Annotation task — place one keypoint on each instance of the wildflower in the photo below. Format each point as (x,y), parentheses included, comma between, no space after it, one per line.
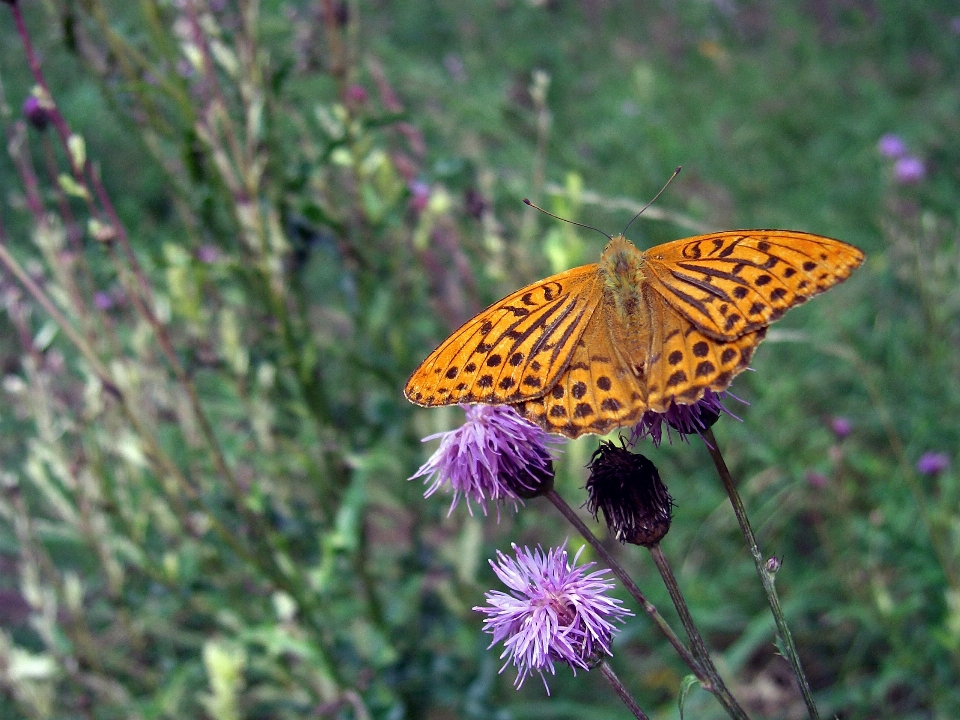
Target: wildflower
(208,254)
(817,480)
(841,427)
(626,486)
(931,463)
(419,195)
(909,170)
(685,419)
(103,300)
(555,612)
(495,455)
(892,146)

### Instructions for the task:
Write out the material above exactly as it appears, line for line, leaving out the picture.

### Response for this exercise:
Annotation task — place one keypoint on each instance of the wildflower in the photo below. Format each point as (x,y), parentheses included, comma between, no space after it, one per line.
Target: wildflower
(208,254)
(817,480)
(841,427)
(626,486)
(931,463)
(419,195)
(909,170)
(685,419)
(103,300)
(555,612)
(495,455)
(892,146)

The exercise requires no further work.